[Start]
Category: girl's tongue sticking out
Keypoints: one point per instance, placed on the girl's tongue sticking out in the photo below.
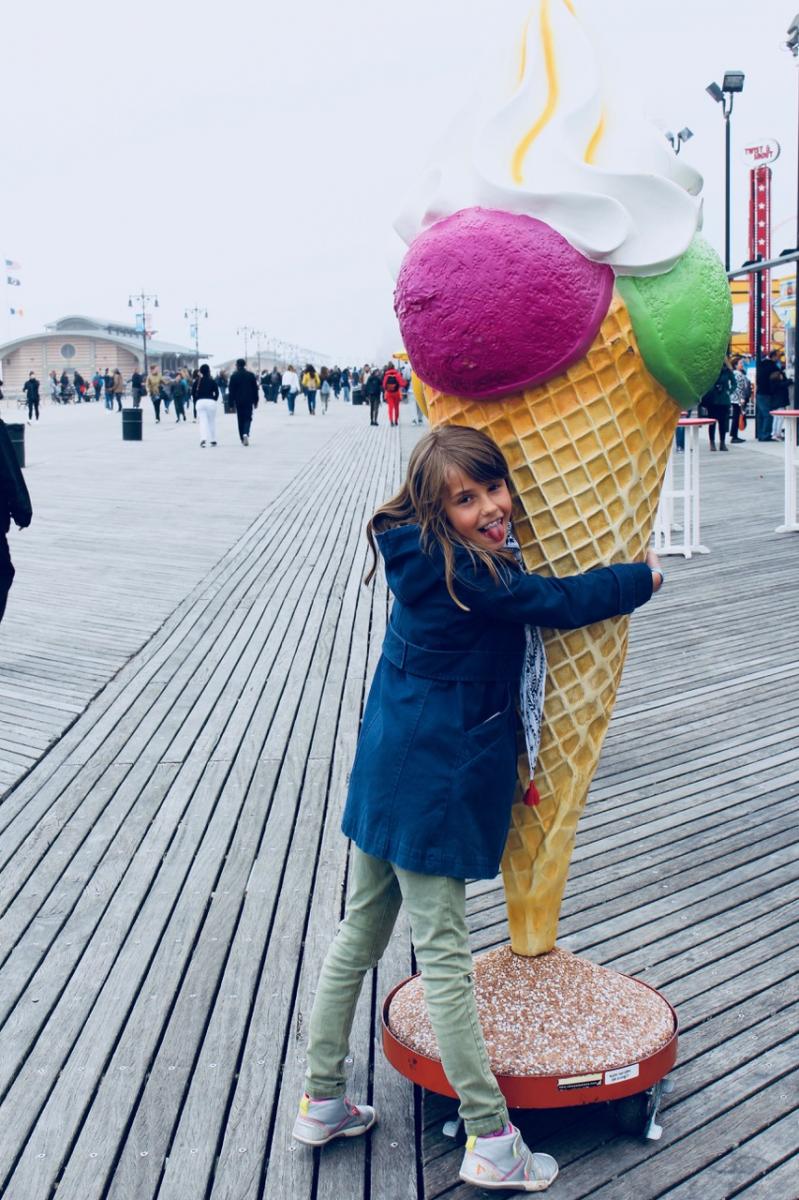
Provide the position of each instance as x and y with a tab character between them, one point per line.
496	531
[End]
[Start]
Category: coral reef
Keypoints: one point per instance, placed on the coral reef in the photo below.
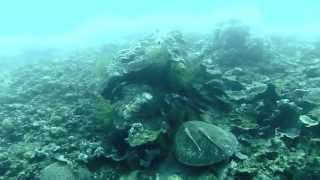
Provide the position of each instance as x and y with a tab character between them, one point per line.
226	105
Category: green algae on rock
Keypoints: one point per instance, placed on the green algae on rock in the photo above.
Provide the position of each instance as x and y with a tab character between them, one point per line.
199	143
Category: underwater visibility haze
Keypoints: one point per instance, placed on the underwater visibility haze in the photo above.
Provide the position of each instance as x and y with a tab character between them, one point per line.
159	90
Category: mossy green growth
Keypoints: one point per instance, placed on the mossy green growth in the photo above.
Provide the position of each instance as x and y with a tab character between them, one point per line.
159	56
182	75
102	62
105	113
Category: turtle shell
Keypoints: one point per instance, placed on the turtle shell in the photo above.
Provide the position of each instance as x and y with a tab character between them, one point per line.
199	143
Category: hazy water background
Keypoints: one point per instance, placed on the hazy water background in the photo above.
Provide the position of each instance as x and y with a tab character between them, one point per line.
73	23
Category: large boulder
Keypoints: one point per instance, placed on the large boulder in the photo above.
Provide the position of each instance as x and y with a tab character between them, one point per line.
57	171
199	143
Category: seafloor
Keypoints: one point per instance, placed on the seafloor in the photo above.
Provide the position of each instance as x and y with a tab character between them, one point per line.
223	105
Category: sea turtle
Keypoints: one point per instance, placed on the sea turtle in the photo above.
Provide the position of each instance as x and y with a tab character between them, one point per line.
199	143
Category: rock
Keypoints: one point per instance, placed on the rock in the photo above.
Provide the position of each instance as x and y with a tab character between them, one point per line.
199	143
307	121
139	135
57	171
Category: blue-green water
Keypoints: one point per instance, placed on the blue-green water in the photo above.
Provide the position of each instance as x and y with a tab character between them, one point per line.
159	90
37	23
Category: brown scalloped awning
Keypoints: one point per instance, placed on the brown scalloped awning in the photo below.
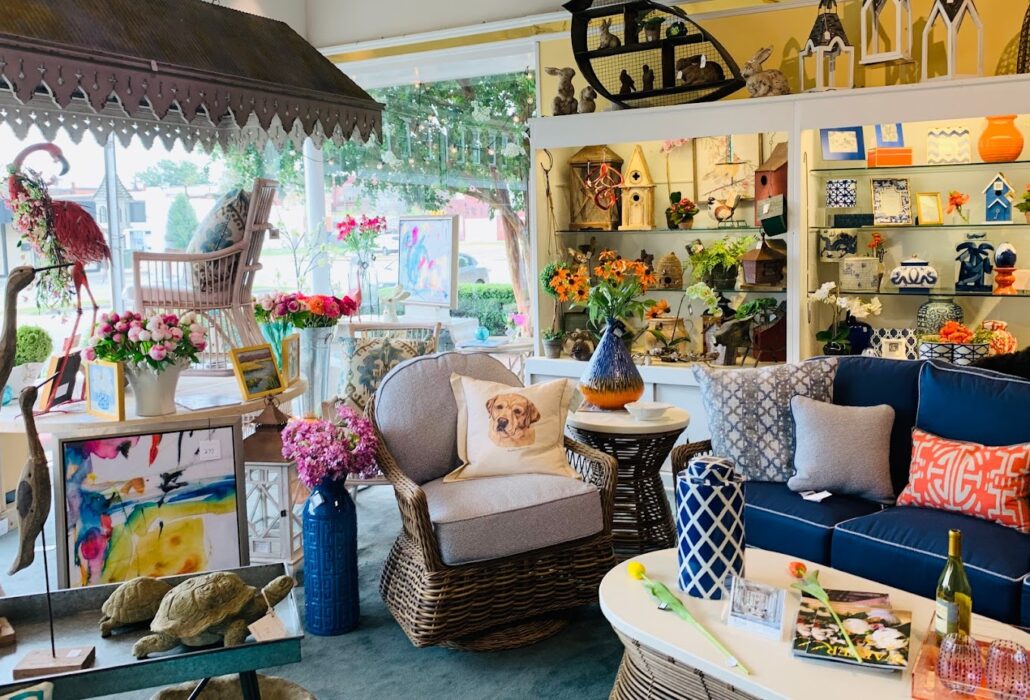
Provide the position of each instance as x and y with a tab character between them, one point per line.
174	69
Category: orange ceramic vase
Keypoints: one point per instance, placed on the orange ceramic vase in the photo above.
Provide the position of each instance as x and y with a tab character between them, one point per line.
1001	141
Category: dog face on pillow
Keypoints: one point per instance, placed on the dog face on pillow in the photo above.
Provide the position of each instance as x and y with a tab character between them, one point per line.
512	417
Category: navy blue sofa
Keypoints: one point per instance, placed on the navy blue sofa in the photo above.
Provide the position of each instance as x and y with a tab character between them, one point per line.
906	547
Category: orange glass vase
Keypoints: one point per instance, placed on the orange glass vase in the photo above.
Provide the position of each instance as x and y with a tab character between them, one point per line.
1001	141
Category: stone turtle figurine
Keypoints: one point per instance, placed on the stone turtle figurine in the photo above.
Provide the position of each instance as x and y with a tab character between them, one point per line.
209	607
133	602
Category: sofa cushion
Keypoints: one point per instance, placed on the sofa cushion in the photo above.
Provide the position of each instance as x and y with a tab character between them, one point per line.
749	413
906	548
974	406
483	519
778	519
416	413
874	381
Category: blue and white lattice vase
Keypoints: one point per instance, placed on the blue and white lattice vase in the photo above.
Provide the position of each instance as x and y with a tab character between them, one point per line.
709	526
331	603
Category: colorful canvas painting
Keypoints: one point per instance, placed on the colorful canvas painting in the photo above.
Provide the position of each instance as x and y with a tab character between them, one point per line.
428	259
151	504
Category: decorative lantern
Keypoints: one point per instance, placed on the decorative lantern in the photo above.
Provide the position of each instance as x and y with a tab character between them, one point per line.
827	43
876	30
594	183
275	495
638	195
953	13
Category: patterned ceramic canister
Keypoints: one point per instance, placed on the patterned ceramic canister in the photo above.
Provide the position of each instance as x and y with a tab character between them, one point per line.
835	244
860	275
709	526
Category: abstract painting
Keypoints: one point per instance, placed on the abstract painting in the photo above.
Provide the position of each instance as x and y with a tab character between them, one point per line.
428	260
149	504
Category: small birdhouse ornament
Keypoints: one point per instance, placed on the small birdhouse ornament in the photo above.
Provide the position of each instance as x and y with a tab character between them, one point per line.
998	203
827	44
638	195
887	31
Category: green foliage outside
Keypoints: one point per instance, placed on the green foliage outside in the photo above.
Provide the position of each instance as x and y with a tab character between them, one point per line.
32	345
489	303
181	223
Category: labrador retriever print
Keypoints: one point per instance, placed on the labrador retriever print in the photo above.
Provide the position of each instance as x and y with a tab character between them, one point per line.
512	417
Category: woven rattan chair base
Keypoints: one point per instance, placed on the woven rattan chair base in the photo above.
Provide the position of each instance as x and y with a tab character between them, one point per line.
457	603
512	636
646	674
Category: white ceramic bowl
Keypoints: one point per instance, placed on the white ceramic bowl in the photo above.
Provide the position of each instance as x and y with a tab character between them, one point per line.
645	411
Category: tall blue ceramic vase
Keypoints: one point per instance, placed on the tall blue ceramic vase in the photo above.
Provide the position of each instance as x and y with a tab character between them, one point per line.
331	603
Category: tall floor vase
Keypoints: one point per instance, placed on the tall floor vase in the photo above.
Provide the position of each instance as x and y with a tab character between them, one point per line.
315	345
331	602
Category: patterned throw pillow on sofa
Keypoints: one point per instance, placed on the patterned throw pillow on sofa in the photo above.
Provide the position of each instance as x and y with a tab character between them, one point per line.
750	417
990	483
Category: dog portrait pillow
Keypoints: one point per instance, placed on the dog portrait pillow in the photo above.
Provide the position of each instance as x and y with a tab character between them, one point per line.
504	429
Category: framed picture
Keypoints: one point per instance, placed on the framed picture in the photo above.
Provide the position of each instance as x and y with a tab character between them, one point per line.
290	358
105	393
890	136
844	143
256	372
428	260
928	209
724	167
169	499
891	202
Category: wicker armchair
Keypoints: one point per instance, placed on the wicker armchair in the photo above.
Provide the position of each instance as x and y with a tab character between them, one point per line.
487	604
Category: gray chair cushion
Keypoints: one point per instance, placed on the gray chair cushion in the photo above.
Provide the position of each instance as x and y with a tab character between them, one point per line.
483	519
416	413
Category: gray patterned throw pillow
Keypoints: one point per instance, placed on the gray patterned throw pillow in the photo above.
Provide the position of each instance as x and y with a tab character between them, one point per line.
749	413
[End]
How many lines of the data above contain the word "stone"? Reply with the number alone.

2